WORK TASK =>
Each line from the line that includes "# point at: stadium seat (one per instance)" through the end of the material below must be transcribed exactly, with no other lines.

DATA SUPPLIED =>
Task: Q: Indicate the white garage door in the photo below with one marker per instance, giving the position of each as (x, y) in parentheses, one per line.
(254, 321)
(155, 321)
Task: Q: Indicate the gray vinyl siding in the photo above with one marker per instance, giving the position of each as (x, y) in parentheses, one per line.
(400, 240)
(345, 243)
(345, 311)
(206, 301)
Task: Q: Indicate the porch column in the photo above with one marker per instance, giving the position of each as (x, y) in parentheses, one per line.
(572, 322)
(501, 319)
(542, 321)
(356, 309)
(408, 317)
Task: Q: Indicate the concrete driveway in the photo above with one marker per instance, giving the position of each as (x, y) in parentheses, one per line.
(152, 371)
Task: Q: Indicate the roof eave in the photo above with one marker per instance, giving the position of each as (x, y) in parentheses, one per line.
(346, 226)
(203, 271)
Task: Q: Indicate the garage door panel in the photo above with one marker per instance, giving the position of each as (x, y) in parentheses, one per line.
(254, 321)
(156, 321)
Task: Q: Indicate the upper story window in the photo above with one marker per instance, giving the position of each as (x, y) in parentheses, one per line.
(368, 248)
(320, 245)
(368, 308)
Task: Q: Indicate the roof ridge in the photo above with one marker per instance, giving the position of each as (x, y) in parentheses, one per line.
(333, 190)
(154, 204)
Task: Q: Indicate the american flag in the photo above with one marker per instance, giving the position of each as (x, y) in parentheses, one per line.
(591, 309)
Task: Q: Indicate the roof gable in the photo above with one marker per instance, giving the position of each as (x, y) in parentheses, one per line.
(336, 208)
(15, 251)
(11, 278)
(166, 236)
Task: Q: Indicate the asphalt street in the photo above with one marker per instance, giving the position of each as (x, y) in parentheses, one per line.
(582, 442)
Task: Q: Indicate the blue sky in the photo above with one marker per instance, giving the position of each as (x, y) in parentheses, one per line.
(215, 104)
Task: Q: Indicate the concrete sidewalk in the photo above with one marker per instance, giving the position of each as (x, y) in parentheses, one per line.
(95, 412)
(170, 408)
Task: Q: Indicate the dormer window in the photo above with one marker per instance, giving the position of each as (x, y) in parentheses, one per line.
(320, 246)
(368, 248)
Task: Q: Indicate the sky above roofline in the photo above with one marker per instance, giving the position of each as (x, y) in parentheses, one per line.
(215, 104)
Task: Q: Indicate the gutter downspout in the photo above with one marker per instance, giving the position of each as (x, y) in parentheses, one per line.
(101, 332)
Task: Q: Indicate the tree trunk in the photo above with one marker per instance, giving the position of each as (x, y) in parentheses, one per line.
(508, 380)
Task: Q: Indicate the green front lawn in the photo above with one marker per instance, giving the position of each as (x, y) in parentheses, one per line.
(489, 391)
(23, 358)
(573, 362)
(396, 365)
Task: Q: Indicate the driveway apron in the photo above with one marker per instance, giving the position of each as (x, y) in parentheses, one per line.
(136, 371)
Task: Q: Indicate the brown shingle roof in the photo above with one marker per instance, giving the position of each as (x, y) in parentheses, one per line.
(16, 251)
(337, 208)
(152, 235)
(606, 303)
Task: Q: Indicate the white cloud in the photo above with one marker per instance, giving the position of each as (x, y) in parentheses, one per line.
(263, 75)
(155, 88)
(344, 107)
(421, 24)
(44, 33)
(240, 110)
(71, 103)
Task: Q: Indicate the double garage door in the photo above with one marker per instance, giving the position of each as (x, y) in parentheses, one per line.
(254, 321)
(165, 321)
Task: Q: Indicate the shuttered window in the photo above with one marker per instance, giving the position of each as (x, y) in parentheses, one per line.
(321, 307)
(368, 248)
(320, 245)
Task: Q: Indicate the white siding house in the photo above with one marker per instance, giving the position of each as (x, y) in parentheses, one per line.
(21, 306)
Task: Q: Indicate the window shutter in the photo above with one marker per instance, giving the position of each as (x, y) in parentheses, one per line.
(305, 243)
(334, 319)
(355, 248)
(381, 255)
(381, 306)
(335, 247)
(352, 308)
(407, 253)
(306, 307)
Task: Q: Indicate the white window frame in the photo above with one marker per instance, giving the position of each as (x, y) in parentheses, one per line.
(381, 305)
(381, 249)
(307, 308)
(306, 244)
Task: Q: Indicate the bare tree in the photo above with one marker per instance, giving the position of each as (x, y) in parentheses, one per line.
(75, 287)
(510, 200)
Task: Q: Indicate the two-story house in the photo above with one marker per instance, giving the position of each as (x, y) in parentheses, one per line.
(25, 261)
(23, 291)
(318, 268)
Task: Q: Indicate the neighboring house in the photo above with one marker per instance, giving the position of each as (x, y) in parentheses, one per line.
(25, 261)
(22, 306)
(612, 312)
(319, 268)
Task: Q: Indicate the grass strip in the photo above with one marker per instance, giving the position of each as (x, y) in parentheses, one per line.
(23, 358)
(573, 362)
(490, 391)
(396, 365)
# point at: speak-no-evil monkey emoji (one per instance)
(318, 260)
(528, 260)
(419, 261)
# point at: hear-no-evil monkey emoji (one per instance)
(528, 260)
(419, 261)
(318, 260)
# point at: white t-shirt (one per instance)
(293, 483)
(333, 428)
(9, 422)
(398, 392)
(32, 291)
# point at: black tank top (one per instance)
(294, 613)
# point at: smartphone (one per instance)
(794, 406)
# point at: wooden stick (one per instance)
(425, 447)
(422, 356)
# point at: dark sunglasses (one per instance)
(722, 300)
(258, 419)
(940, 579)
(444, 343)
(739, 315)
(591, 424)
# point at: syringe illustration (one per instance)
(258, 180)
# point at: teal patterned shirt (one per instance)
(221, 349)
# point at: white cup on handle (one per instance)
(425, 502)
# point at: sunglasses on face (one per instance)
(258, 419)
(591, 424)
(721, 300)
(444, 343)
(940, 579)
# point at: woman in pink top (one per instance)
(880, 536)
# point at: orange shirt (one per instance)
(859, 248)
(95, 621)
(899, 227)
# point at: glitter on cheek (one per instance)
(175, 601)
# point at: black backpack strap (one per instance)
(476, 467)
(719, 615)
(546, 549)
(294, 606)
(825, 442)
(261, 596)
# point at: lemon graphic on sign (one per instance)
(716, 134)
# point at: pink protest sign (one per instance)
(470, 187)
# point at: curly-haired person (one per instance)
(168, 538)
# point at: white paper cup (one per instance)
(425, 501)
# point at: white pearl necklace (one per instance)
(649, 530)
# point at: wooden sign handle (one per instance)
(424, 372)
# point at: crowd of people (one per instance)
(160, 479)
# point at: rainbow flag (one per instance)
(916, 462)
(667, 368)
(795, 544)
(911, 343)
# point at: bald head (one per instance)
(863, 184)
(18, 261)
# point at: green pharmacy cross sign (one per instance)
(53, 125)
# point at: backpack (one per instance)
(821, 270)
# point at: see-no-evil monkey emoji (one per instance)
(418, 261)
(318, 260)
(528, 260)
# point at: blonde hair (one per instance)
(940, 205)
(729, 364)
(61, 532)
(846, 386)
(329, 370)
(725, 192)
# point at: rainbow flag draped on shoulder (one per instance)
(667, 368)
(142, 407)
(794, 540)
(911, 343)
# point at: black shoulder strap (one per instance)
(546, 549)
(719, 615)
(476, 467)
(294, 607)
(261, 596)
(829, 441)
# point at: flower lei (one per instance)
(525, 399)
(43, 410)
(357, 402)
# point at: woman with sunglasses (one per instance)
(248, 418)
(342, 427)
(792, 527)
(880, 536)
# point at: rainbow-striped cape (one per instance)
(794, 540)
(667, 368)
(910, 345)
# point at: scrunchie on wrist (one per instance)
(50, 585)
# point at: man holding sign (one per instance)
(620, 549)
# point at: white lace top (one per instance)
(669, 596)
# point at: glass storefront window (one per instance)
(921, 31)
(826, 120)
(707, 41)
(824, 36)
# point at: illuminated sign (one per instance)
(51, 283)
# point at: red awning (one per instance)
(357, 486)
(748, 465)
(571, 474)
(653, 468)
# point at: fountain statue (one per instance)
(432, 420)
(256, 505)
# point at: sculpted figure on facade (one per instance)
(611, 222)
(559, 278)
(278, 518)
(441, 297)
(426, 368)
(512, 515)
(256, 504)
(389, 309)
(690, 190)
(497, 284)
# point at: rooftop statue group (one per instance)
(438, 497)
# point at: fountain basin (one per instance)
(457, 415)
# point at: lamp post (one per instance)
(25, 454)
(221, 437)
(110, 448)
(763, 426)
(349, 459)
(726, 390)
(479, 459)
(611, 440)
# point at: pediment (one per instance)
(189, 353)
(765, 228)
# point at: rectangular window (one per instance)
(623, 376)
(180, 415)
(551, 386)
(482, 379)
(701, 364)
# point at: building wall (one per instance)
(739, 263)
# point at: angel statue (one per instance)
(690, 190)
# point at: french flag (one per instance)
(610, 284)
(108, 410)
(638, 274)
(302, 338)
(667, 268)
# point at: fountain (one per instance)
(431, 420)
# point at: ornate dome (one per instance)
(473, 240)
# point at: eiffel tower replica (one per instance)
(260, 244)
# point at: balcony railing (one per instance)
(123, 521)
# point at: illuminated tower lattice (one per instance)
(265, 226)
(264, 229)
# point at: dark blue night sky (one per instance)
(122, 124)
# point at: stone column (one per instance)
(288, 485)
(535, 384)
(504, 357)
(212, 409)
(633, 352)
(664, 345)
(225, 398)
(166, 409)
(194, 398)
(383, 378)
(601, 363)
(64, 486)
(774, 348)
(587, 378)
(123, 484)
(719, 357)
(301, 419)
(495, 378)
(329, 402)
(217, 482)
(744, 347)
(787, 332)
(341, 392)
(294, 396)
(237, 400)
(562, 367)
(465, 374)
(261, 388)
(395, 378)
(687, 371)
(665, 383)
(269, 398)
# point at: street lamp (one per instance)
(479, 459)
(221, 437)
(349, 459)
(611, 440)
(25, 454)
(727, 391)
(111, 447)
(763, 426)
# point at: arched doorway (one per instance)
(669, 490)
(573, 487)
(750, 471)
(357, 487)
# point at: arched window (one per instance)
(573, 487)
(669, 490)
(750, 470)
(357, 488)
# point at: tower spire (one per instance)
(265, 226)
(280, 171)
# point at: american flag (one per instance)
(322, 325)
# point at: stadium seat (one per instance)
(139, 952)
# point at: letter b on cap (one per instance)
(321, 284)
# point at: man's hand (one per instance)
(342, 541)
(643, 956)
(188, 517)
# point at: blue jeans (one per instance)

RESULT OF THE TASK =>
# point at: stadium seat (one per instance)
(139, 952)
# point at: letter b on cap (one per instance)
(321, 284)
# point at: man's hand (one per instance)
(342, 541)
(643, 956)
(188, 517)
# point at: blue jeans (one per instance)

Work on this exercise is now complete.